Instructions for the task: Restate, word for word, all of the material shown below.

—————

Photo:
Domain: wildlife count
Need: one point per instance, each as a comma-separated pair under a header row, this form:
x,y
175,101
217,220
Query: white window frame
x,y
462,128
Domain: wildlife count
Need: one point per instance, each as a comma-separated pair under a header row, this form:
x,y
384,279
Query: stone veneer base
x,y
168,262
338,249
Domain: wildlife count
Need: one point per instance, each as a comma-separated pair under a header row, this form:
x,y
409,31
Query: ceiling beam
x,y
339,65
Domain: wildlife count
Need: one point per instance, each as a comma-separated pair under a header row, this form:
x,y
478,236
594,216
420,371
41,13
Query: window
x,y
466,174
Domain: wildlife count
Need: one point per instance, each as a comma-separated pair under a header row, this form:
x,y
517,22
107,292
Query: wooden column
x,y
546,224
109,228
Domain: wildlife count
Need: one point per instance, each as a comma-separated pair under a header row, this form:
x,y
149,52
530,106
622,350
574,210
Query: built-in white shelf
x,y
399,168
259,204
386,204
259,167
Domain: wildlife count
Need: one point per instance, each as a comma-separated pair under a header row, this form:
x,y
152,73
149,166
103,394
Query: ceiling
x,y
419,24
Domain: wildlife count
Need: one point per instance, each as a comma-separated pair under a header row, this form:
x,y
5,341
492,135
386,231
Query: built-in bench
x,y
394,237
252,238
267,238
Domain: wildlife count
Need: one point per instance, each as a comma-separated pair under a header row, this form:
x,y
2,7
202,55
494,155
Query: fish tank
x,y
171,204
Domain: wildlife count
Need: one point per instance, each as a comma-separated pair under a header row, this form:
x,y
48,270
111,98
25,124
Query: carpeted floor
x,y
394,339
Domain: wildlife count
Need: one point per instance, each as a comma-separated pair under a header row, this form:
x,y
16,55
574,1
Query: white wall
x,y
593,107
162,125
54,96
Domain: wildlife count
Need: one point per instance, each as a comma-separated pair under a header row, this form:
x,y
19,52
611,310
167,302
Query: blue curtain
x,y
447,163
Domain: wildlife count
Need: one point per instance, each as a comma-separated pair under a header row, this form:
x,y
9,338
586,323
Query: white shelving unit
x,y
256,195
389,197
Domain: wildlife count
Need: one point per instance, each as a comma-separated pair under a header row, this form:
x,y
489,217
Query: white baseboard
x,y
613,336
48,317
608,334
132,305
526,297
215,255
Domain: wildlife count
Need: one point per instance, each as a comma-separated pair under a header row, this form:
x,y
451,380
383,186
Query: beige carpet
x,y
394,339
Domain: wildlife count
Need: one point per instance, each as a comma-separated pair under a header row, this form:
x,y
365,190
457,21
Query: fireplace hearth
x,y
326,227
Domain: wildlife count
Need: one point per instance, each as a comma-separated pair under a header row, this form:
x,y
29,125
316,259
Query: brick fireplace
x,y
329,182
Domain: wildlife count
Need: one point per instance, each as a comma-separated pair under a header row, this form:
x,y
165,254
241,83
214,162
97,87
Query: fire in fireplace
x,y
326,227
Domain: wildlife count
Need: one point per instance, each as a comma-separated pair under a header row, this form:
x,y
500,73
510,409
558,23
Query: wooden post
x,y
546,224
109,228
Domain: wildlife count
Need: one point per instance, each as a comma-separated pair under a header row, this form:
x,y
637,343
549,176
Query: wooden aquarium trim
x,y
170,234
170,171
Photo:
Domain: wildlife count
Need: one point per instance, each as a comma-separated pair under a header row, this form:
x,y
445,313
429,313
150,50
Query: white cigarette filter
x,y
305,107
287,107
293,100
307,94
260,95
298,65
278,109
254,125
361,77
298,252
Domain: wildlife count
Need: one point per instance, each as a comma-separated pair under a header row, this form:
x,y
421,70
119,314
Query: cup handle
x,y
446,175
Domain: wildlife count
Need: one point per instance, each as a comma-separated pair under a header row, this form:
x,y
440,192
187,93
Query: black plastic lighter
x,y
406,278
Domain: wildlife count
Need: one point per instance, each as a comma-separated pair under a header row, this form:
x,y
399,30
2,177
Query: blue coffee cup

—————

Finished task:
Photo:
Domain: wildlife count
Need: one point per instance, each as a comma-separated pair under a header row, this form:
x,y
175,101
217,220
Query: white window frame
x,y
462,128
Domain: wildlife count
Need: one point per instance, each as a comma-separated pair under a header row, this form:
x,y
384,279
Query: stone veneer base
x,y
168,262
338,249
Domain: wildlife count
Need: one point per instance, each as a comma-separated pair under a header row, this form:
x,y
409,31
Query: ceiling beam
x,y
339,65
Domain: wildlife count
Need: one point per instance, each as a comma-separated pair under a header row, this form:
x,y
478,236
594,216
420,371
41,13
Query: window
x,y
466,174
Domain: wildlife count
Need: one point per instance, each as a comma-separated pair under a header row, this form:
x,y
517,22
107,292
Query: wooden column
x,y
546,224
109,228
Domain: wildlife count
Need: one point per instance, each as a comma-separated pair under a header row, this form:
x,y
149,52
530,106
622,350
574,210
Query: built-in white shelf
x,y
399,168
259,204
386,204
259,167
Domain: wildlife count
Need: one point per instance, each as a comma-separated pair under a header row, this form:
x,y
152,73
149,166
103,394
Query: ceiling
x,y
419,24
Domain: wildlife count
Need: one point per instance, each as a comma-separated pair under a header row, this form:
x,y
5,341
492,135
386,231
Query: built-in bench
x,y
394,237
252,238
267,238
Domain: wildlife count
Need: one point per instance, each as a comma-separated pair under a header row, this form:
x,y
2,7
202,55
494,155
Query: fish tank
x,y
171,204
Domain: wildlife count
Need: one point per instance, each as a comma-separated pair under a header row, this form:
x,y
48,270
111,98
25,124
Query: carpeted floor
x,y
394,339
Domain: wildlife count
Need: one point per instance, each as a comma-separated pair under a header row, this form:
x,y
16,55
574,1
Query: white wall
x,y
593,107
162,125
54,96
Domain: wildlife count
Need: one point per instance, each as a comma-separated pair under a header row, this form:
x,y
19,52
611,310
167,302
Query: blue curtain
x,y
447,163
Domain: wildlife count
Need: one point per instance, each as a comma-separated pair under a header row, this form:
x,y
9,338
586,323
Query: white shelving unit
x,y
256,195
389,197
Domain: wildlife count
Need: one point per instance, each as a comma-separated pair under a header row, this form:
x,y
489,217
Query: white baseboard
x,y
613,336
48,317
608,334
132,305
526,297
215,255
Domain: wildlife count
Need: one point per instance, each as a comma-separated pair under a header row, this form:
x,y
451,380
383,186
Query: beige carpet
x,y
394,339
Domain: wildlife count
Need: one point per instance, each as a comma-separated pair under a header row, this form:
x,y
365,190
457,21
Query: fireplace hearth
x,y
326,227
Domain: wildlife count
Need: one point per instance, each as a comma-separated pair under a header row, this form:
x,y
29,125
316,259
Query: brick fireplace
x,y
329,182
Domain: wildlife count
Need: one point per instance, each as a comma-separated pair under a header row, this form:
x,y
165,254
241,83
214,162
97,87
Query: fire in fireplace
x,y
326,227
Domain: wildlife count
Need: one point per instance, each as a comma-separated pair under a header row, this form:
x,y
500,73
510,409
558,23
Query: wooden post
x,y
546,224
109,228
Domain: wildlife count
Need: one point per instance, each as a comma-separated pair under a header row, this form:
x,y
637,343
549,176
Query: wooden aquarium trim
x,y
170,234
170,171
Photo:
Domain: wildlife count
Need: one point per instance, each as a comma-separated pair under a header row, this form:
x,y
445,313
429,313
150,50
Query: white cigarette filter
x,y
305,107
287,107
293,100
307,94
260,95
298,65
278,109
254,125
361,77
298,252
Domain: wildlife count
Need: one point per instance, each as a comma-separated pair under a header row, this form:
x,y
421,70
119,314
Query: cup handle
x,y
446,175
Domain: wildlife count
Need: one point per instance, each as a comma-separated pair under a header row, this form:
x,y
440,192
187,93
Query: black plastic lighter
x,y
406,278
Domain: wildlife count
Need: one point per instance, each as a comma-separated pair under a header row, this form:
x,y
399,30
2,177
Query: blue coffee cup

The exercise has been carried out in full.